►
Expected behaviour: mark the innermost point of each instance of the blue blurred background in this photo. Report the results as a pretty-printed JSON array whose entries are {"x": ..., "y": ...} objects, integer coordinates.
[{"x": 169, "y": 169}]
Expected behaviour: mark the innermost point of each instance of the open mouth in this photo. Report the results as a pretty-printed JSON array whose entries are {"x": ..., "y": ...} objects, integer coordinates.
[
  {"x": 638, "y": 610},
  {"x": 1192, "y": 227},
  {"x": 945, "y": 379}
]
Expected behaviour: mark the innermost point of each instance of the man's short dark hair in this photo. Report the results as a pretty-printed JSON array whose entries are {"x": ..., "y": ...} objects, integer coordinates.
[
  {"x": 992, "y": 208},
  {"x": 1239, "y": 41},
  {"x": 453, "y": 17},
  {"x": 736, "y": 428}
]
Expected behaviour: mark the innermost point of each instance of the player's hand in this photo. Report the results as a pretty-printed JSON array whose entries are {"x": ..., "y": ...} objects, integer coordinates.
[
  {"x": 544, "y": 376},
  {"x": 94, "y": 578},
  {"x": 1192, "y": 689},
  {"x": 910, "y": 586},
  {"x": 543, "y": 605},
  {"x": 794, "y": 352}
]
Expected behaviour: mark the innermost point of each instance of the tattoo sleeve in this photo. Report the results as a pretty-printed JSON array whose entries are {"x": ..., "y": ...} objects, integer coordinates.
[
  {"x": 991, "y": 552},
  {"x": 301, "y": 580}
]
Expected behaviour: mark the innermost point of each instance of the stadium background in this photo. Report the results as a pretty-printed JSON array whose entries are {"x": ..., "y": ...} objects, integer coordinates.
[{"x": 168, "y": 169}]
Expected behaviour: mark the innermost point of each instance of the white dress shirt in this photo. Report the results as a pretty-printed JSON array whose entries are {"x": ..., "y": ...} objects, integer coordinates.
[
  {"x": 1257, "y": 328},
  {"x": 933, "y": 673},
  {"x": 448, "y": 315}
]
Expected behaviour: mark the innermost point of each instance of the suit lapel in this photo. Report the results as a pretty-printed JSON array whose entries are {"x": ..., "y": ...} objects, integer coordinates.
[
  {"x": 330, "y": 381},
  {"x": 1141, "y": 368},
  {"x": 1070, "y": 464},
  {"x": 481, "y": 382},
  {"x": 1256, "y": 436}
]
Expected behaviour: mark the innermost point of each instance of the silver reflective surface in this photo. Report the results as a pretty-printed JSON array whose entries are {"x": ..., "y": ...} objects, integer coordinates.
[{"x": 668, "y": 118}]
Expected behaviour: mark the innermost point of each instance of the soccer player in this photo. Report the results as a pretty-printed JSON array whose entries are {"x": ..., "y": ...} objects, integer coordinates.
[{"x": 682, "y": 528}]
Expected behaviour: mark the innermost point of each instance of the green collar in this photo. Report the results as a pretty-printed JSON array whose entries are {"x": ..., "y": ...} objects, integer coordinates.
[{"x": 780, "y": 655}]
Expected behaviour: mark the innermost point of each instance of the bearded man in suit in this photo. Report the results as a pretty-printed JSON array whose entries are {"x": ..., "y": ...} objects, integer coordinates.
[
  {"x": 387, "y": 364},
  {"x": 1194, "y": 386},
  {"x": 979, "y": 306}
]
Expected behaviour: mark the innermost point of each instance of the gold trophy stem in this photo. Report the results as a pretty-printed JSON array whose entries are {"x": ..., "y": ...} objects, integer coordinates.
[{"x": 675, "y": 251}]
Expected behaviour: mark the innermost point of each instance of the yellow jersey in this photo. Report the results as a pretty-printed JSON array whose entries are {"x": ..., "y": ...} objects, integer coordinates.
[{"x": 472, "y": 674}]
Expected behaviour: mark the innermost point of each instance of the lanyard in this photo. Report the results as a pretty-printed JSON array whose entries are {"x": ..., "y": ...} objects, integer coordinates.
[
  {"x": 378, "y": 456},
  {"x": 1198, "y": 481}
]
◄
*PROBLEM*: Output all the lines above. Keep each one exact.

*RESULT FOR THIS TASK*:
Expected behaviour: mark the innermost point of each instance of the blue blurred background in this photo. Report the results as a pretty-printed JSON array whose entries are {"x": ..., "y": ...} objects, integer coordinates.
[{"x": 169, "y": 169}]
Expected behaviour: mark the innermost point of each instance of the open mouth in this photo. Report the results as a pretty-printed JSON array whose entries are {"x": ..., "y": ...} objects, integer coordinates.
[
  {"x": 638, "y": 610},
  {"x": 1192, "y": 227},
  {"x": 945, "y": 379}
]
Expected behaviour: mark the innermost point of each instance of the man's short dark hair in this photo. Report the results as a pretty-printed JSON array whose entries are {"x": ..., "y": ...} objects, integer coordinates.
[
  {"x": 992, "y": 208},
  {"x": 1239, "y": 41},
  {"x": 453, "y": 17},
  {"x": 736, "y": 428}
]
Expected behaviour: mark the innermost point of each instance of the player's hand in this photo. Report the results as a pretty-printed JSON array whose entries are {"x": ..., "y": ...} objects, integer coordinates.
[
  {"x": 544, "y": 376},
  {"x": 94, "y": 578},
  {"x": 1192, "y": 689},
  {"x": 910, "y": 586},
  {"x": 543, "y": 605},
  {"x": 794, "y": 352}
]
Expected behaviour: mark the innermost point of each instance of the tattoo sleeve in this photo. Report the results as a pretty-printed JSON array whose entries are {"x": ..., "y": ...} objects, integer coordinates.
[
  {"x": 991, "y": 552},
  {"x": 301, "y": 580}
]
Expected behaviour: mark the innermost point of each instance of the stadium background in this photo. Report the results as a pretty-printed JSON array whose entries are {"x": ..., "y": ...} objects, integer coordinates.
[{"x": 168, "y": 169}]
Expected behaviour: mark the innermost point of each instance of the white dress shirt in this photo. Report the results as a pretty-printed JSON array whose entries are {"x": ..., "y": ...} objects, integer coordinates.
[
  {"x": 1257, "y": 328},
  {"x": 933, "y": 673},
  {"x": 448, "y": 315}
]
Expected behaviour: mark the innermost point of each instance of the suit lapel in this photo. Report the results as a pretty-printed JSON array whose entries are {"x": ..., "y": ...} objects, integer coordinates.
[
  {"x": 330, "y": 381},
  {"x": 1141, "y": 368},
  {"x": 1070, "y": 464},
  {"x": 481, "y": 382},
  {"x": 1256, "y": 436}
]
Expected behaviour: mark the innermost point of each instance of the silver reflective surface in this photo. Report the results as a pretty-printed JSON array whose entries are {"x": ..., "y": ...} objects, integer coordinates.
[{"x": 668, "y": 118}]
Expected behaviour: mark the innermost point of each instance of the soccer player in this photo. Report the results as a pretty-printed JSON array whose entries are {"x": ..., "y": ...} objects, integer coordinates.
[{"x": 682, "y": 528}]
Expected behaviour: mark the innermost point of each instance of the green collar in this photo. Report the results as a pretty-printed JSON array whose entries are {"x": ..., "y": ...} objects, integer coordinates.
[{"x": 780, "y": 655}]
Expected behaviour: mark the innermost point of each instance of the bearded man in suit in this photo. Report the results as a pretty-printed JSON array whose entries are {"x": ..., "y": ...} objects, integer coordinates.
[
  {"x": 387, "y": 364},
  {"x": 1194, "y": 386},
  {"x": 979, "y": 306}
]
Expected behaviour: mark the innermost point of each instance of the gold trophy stem in this photo. Report the results as a pretty-printed JSON array whose entries are {"x": ..., "y": ...} objects, integer coordinates.
[{"x": 675, "y": 251}]
Expected behaviour: mark the innermost point of each instance of the yellow jersey in this photo. Report the results as a pretty-printed JSON array whose entries are {"x": ..., "y": ...} objects, integer coordinates.
[{"x": 472, "y": 674}]
Expected behaviour: mark the innermost point of each instance of the lanyard in this photo. Report the results as a pretty-printed JSON array whose entries are {"x": ..., "y": ...} objects, integer coordinates.
[
  {"x": 378, "y": 456},
  {"x": 1198, "y": 481}
]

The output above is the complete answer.